(Objective):
Copy all of the rows below word for word, leaving out the pictures.
+ + +
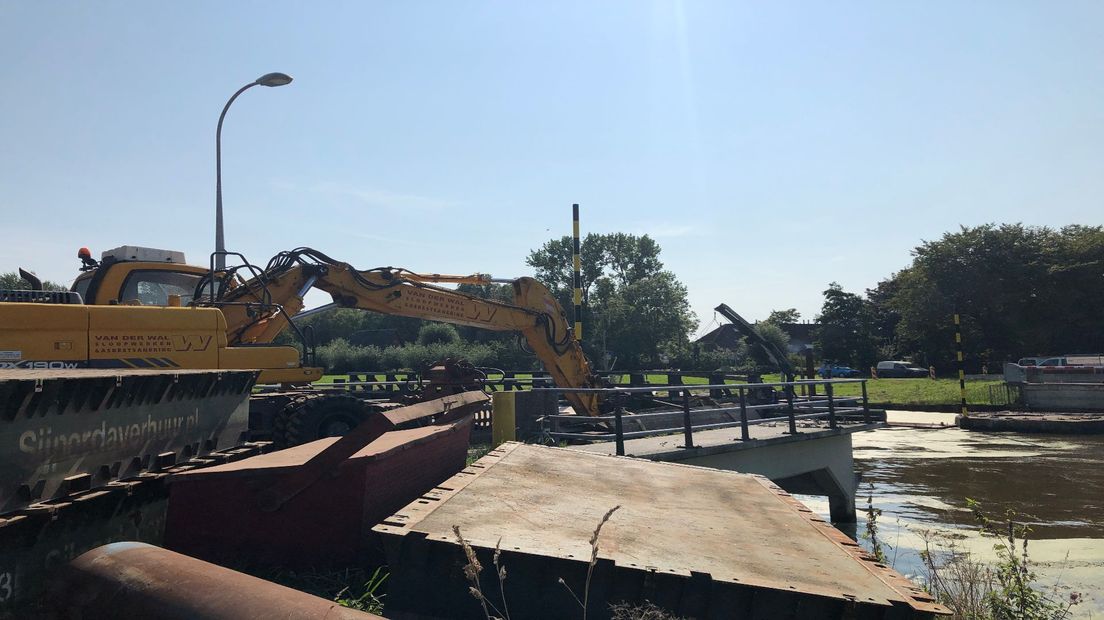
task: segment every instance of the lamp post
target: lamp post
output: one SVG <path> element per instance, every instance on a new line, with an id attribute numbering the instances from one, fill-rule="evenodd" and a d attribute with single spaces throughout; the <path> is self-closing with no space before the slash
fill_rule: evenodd
<path id="1" fill-rule="evenodd" d="M 234 103 L 234 99 L 238 95 L 253 88 L 254 86 L 285 86 L 291 83 L 291 76 L 286 73 L 266 73 L 255 81 L 242 86 L 230 97 L 226 105 L 222 108 L 222 114 L 219 115 L 219 127 L 214 131 L 214 249 L 215 249 L 215 269 L 224 269 L 226 267 L 226 244 L 223 238 L 222 232 L 222 121 L 226 118 L 226 110 L 230 109 L 230 105 Z"/>

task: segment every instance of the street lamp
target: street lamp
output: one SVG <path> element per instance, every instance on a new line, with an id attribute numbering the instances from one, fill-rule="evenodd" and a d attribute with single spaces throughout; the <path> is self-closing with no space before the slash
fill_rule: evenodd
<path id="1" fill-rule="evenodd" d="M 226 105 L 222 108 L 222 114 L 219 115 L 219 128 L 214 131 L 214 249 L 215 249 L 215 269 L 224 269 L 226 267 L 226 244 L 223 239 L 222 234 L 222 121 L 226 118 L 226 110 L 230 109 L 230 105 L 234 103 L 234 99 L 238 95 L 253 88 L 254 86 L 285 86 L 291 83 L 291 76 L 286 73 L 266 73 L 261 77 L 254 79 L 253 82 L 242 86 L 237 89 L 237 93 L 226 101 Z"/>

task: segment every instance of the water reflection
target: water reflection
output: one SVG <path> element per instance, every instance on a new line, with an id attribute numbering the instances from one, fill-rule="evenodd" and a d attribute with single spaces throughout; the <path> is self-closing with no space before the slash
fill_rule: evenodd
<path id="1" fill-rule="evenodd" d="M 882 510 L 880 537 L 899 571 L 923 573 L 925 531 L 960 535 L 976 556 L 994 557 L 992 541 L 977 535 L 966 507 L 970 498 L 990 515 L 1022 515 L 1040 581 L 1087 595 L 1076 616 L 1104 614 L 1104 436 L 887 428 L 857 434 L 853 445 L 862 473 L 858 533 L 869 495 Z M 827 515 L 827 501 L 802 500 Z"/>

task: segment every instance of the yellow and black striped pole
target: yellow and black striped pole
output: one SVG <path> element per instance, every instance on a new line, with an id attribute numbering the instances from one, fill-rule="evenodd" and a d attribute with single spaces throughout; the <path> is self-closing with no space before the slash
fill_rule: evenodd
<path id="1" fill-rule="evenodd" d="M 572 250 L 571 259 L 575 270 L 575 340 L 583 341 L 583 277 L 580 274 L 582 267 L 582 259 L 578 255 L 578 205 L 571 205 L 571 234 L 572 234 Z"/>
<path id="2" fill-rule="evenodd" d="M 958 356 L 958 396 L 962 398 L 963 415 L 969 415 L 966 410 L 966 370 L 963 361 L 963 328 L 955 311 L 955 354 Z"/>

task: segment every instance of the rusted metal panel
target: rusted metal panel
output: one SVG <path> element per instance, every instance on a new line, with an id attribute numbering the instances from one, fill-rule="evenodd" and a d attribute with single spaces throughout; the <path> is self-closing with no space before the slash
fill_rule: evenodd
<path id="1" fill-rule="evenodd" d="M 371 557 L 372 525 L 464 468 L 471 414 L 486 402 L 481 393 L 447 396 L 373 416 L 342 438 L 176 475 L 166 546 L 285 567 Z M 389 430 L 425 417 L 439 419 Z"/>
<path id="2" fill-rule="evenodd" d="M 255 371 L 0 371 L 0 514 L 241 443 Z"/>
<path id="3" fill-rule="evenodd" d="M 485 566 L 496 545 L 517 617 L 580 611 L 559 584 L 591 584 L 592 617 L 650 600 L 701 618 L 923 618 L 943 608 L 764 478 L 507 443 L 374 530 L 384 537 L 389 609 L 476 617 L 453 526 Z M 485 571 L 485 591 L 498 582 Z M 511 592 L 513 595 L 511 596 Z"/>
<path id="4" fill-rule="evenodd" d="M 144 543 L 113 543 L 61 573 L 63 618 L 357 620 L 379 616 Z"/>

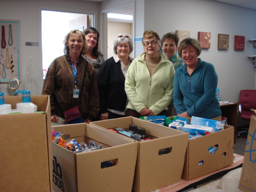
+ + +
(Solution for this problem):
task: segment every instance of the lamp post
target: lamp post
output: one SVG <path> element per instance, every instance on a new line, with an id attribute numbering the instances from one, fill-rule="evenodd" and a d attribute with single spaces throughout; the <path> is self-closing with no space before the slash
fill_rule: evenodd
<path id="1" fill-rule="evenodd" d="M 234 103 L 234 99 L 238 95 L 253 88 L 254 86 L 285 86 L 291 83 L 291 76 L 286 73 L 266 73 L 255 81 L 242 86 L 230 97 L 226 105 L 222 108 L 222 114 L 219 115 L 219 127 L 214 131 L 214 249 L 215 249 L 215 269 L 224 269 L 226 267 L 226 244 L 223 238 L 222 232 L 222 121 L 226 118 L 226 110 L 230 109 L 230 105 Z"/>

task: segment every instance of the street lamp
target: street lamp
output: one SVG <path> element per instance, every instance on a new line, with an id attribute numbering the instances from one, fill-rule="evenodd" and a d attribute with single spaces throughout; the <path> is self-closing with no space before the slash
fill_rule: evenodd
<path id="1" fill-rule="evenodd" d="M 226 105 L 222 108 L 222 114 L 219 115 L 219 128 L 214 131 L 214 249 L 215 249 L 215 269 L 224 269 L 226 267 L 226 244 L 223 239 L 222 234 L 222 121 L 226 118 L 226 110 L 230 109 L 230 105 L 234 103 L 234 99 L 238 95 L 253 88 L 254 86 L 285 86 L 291 83 L 291 76 L 286 73 L 266 73 L 261 77 L 254 79 L 253 82 L 242 86 L 237 89 L 237 93 L 226 101 Z"/>

task: segment every instance of the water reflection
target: water reflection
output: one SVG <path> element per instance, every instance on a new line, with an id attribute numbering the instances from one, fill-rule="evenodd" and a d attribute with single spaces throughout; the <path> is self-closing with no space before the slash
fill_rule: evenodd
<path id="1" fill-rule="evenodd" d="M 882 510 L 880 537 L 899 571 L 923 573 L 925 531 L 960 535 L 976 556 L 994 557 L 992 541 L 977 535 L 966 507 L 970 498 L 990 515 L 1022 515 L 1040 581 L 1087 595 L 1076 616 L 1104 614 L 1104 436 L 887 428 L 857 434 L 853 445 L 862 473 L 858 533 L 869 495 Z M 827 515 L 827 501 L 802 500 Z"/>

task: segment every instance of the yellow and black striped pole
target: yellow and black striped pole
output: one SVG <path> element per instance, every instance on a new line, with an id attribute numbering the instances from one, fill-rule="evenodd" and a d attribute with single spaces throughout; the <path> is self-closing with no space before the slash
fill_rule: evenodd
<path id="1" fill-rule="evenodd" d="M 572 250 L 571 259 L 575 270 L 575 340 L 583 341 L 583 277 L 580 274 L 582 267 L 582 259 L 578 255 L 578 205 L 571 205 L 571 234 L 572 234 Z"/>
<path id="2" fill-rule="evenodd" d="M 958 356 L 958 396 L 962 398 L 963 415 L 969 415 L 966 410 L 966 370 L 963 361 L 963 328 L 955 311 L 955 354 Z"/>

task: segment every instance of the rusted metal panel
target: rusted metal panel
output: one SVG <path> element per instance, every instance on a new line, with an id attribute numbering the instances from one, fill-rule="evenodd" and a d attribute with single spaces throughout; the <path> is self-closing with no space before the slash
fill_rule: evenodd
<path id="1" fill-rule="evenodd" d="M 371 557 L 372 525 L 464 468 L 471 414 L 486 402 L 481 393 L 447 396 L 373 416 L 342 438 L 176 475 L 166 546 L 285 567 Z M 389 430 L 425 417 L 439 419 Z"/>
<path id="2" fill-rule="evenodd" d="M 255 371 L 0 371 L 0 514 L 241 443 Z"/>
<path id="3" fill-rule="evenodd" d="M 485 566 L 496 545 L 517 617 L 580 611 L 559 584 L 591 584 L 592 617 L 650 600 L 701 618 L 923 618 L 943 608 L 764 478 L 507 443 L 374 530 L 384 537 L 389 609 L 476 617 L 453 526 Z M 485 571 L 485 591 L 498 582 Z M 511 592 L 513 595 L 511 596 Z"/>
<path id="4" fill-rule="evenodd" d="M 144 543 L 113 543 L 61 573 L 63 618 L 357 620 L 379 616 Z"/>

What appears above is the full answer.